> **EXCERPT**:
--- start ---

My character (3rd person view) walks around the scene, casting a realtime shadow.

To increase performance, the static objects shouldn´t cast dynamic shadows, just the baked ones (even if the camera is close up to them).

Now somebody told me that this wasn´t possible. He said that the dual lightmapping switches real lights on when the camera is close and turns lightmapping on when objects are far away.

But it must be possible somehow…Otherwise whem I´m close to this table object EVERY little thing casts a realtime shadow???

Additional note: In my 3D rendering program I could create a lightmap for all static items, throw onto them, in Unity I´d turn “cast shadows” off, turn “receive shadows” on, add a light to the scene and … voilá … static baked things with realtime shadows for my character.

This must be possible to do in BEAST?

Are these shadows in the image realtime shadows? If yes, why?

Could I use the beast created lightmaps in my legacy-lightmap shader? If I would bake only the selected “room-box”, could I just throw this lightmap exr-file onto the material (lightmap slot) of my box object?

--- end ---

> **EXERCISES TO COMPLETE**:
(1) From the rows below, select and copy every line that contains the word "orange". Case counts.
(2) Write what comes next in the post above about baked lightmaps and realtime shadows in Unity, continuing from its final question.

> **INPUT ROWS**:
--- start ---

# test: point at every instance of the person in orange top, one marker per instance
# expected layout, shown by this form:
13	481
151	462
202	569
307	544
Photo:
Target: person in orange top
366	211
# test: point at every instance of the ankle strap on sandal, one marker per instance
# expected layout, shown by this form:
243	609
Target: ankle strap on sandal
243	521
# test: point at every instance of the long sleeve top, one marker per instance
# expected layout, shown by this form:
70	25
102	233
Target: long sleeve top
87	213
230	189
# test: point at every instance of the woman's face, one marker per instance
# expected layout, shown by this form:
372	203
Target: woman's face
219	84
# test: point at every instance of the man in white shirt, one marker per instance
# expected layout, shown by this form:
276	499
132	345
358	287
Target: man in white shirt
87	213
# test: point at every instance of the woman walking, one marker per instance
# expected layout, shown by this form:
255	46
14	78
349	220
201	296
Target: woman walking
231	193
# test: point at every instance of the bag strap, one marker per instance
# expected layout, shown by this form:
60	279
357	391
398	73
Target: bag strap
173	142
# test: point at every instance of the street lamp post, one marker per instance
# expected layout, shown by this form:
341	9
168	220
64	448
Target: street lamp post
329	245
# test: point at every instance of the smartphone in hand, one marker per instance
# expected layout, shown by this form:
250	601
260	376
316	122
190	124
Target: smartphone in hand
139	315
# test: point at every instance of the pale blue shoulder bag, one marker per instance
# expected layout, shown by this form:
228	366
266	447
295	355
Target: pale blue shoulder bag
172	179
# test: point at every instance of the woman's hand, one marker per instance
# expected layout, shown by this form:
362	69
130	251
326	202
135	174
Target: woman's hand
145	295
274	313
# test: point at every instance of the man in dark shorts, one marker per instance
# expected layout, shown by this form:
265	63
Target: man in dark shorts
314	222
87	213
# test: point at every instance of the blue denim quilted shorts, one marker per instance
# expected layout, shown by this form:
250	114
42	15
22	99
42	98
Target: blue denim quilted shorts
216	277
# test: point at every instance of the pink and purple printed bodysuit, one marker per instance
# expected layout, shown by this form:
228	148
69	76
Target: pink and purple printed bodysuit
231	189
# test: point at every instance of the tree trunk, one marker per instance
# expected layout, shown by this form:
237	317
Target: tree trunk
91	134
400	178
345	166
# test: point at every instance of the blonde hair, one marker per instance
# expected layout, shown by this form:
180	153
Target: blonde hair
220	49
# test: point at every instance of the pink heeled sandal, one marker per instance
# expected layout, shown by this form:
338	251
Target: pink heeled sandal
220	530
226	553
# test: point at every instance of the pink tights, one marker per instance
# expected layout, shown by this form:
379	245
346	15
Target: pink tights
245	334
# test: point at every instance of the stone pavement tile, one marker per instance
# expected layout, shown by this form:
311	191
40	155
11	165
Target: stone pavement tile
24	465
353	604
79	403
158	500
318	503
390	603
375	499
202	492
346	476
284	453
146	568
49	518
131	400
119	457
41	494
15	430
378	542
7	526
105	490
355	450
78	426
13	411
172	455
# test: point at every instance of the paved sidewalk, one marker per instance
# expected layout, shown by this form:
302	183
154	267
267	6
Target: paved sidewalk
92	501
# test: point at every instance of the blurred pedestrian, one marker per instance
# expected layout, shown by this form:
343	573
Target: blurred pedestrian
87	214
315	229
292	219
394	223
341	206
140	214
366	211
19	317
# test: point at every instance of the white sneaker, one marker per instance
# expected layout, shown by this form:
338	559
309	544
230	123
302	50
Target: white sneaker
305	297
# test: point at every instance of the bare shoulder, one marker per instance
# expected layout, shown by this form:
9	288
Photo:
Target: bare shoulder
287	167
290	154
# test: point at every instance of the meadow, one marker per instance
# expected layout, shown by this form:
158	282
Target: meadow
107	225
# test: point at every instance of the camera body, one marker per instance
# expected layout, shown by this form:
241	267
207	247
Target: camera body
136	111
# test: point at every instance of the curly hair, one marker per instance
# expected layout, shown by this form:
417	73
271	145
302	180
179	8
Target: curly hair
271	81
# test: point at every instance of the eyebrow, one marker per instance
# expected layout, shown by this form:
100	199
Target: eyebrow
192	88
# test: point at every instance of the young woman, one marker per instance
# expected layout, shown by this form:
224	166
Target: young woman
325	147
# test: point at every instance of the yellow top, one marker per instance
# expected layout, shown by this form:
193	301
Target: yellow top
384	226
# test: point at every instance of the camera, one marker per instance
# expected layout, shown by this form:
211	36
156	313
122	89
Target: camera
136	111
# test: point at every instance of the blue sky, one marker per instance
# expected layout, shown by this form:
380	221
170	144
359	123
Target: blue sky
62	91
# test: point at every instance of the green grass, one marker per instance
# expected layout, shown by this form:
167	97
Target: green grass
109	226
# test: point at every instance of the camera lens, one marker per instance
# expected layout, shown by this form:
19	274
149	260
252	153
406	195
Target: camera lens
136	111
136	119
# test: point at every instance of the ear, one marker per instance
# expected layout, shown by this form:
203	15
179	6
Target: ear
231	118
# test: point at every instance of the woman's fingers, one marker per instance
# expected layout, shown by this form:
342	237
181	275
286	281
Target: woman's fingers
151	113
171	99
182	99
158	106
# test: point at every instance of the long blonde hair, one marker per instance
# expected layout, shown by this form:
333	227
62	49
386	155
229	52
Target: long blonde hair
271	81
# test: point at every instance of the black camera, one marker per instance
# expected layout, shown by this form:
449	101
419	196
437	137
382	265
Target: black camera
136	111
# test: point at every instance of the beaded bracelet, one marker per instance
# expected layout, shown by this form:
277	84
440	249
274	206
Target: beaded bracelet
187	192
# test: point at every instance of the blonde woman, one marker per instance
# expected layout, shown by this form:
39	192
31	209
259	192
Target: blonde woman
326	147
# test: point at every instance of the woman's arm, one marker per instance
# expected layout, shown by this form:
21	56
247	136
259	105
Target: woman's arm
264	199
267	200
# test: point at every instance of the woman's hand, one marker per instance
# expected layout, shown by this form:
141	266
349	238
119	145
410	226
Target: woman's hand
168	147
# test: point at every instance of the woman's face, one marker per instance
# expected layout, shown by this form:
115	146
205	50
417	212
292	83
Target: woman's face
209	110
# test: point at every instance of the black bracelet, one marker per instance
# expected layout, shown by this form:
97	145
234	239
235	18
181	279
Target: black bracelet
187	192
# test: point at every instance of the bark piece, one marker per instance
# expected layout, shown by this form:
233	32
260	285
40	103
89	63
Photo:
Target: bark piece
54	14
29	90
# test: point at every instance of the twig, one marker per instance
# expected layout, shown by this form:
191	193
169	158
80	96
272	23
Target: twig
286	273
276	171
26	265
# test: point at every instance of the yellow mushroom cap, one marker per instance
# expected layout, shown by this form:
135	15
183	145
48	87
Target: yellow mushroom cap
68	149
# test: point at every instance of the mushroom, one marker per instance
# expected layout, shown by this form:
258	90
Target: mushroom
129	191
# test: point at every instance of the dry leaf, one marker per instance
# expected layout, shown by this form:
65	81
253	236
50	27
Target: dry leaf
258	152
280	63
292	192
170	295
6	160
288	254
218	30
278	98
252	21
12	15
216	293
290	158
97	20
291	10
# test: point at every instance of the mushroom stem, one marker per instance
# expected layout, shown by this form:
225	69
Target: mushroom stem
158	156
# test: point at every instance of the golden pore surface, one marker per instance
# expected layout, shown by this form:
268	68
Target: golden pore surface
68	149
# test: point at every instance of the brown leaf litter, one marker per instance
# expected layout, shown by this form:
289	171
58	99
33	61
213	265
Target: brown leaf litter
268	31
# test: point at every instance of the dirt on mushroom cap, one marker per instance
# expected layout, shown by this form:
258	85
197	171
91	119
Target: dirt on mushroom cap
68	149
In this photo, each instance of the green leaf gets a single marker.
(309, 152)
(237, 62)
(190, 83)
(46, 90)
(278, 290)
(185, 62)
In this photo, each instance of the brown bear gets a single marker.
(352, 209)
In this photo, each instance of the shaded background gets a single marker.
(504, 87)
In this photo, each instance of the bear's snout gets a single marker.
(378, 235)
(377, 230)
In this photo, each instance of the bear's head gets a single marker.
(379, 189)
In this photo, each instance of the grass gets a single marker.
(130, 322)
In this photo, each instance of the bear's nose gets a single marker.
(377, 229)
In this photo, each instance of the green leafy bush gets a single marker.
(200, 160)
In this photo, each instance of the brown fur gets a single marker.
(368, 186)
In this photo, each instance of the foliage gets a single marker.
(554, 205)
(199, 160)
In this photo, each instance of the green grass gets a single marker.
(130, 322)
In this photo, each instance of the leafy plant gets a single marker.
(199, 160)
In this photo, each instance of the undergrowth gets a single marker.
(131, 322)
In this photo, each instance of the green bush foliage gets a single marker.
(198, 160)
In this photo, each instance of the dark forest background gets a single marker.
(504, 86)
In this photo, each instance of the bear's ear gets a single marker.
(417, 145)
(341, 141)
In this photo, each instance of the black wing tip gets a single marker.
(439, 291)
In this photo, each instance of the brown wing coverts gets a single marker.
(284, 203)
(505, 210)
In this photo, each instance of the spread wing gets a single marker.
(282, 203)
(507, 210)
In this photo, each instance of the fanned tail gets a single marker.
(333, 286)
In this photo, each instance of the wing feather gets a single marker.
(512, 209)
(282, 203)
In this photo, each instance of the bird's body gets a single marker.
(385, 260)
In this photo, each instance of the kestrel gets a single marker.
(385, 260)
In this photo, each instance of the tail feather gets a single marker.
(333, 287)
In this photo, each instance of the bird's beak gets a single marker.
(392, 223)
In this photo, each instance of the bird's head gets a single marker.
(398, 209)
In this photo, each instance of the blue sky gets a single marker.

--- end ---

> **THE RESULTS**:
(1)
# test: point at every instance of the person in orange top, one marker per instance
Target: person in orange top

(2)
Best regards and thanks,
Oli

Probably yes. Because when the character goes over that, you can see a slice of light cast on to him

You can take the files and do whatever you want with them. Convert them use them in other shaders etc, so yeah you can use it I don’t see why not. But… Why are you using the legacy shaders again?

Well turning shadows on and off for specific objects in realtime works just how you’d expect it to. Have them casting shadows for the purpose of the lightmap creation but not for the realtime side of things. You can always use the single lightmap approach, or clone the far version as the near version, giving you the best of both worlds (dual lightmaps really are an awesome idea).

Anyway, yeah you can do what you’re suggesting if you have issues with the above (I toyed with the same idea myself pre-v3.x actually), and it’s quite possible to do what you’re asking.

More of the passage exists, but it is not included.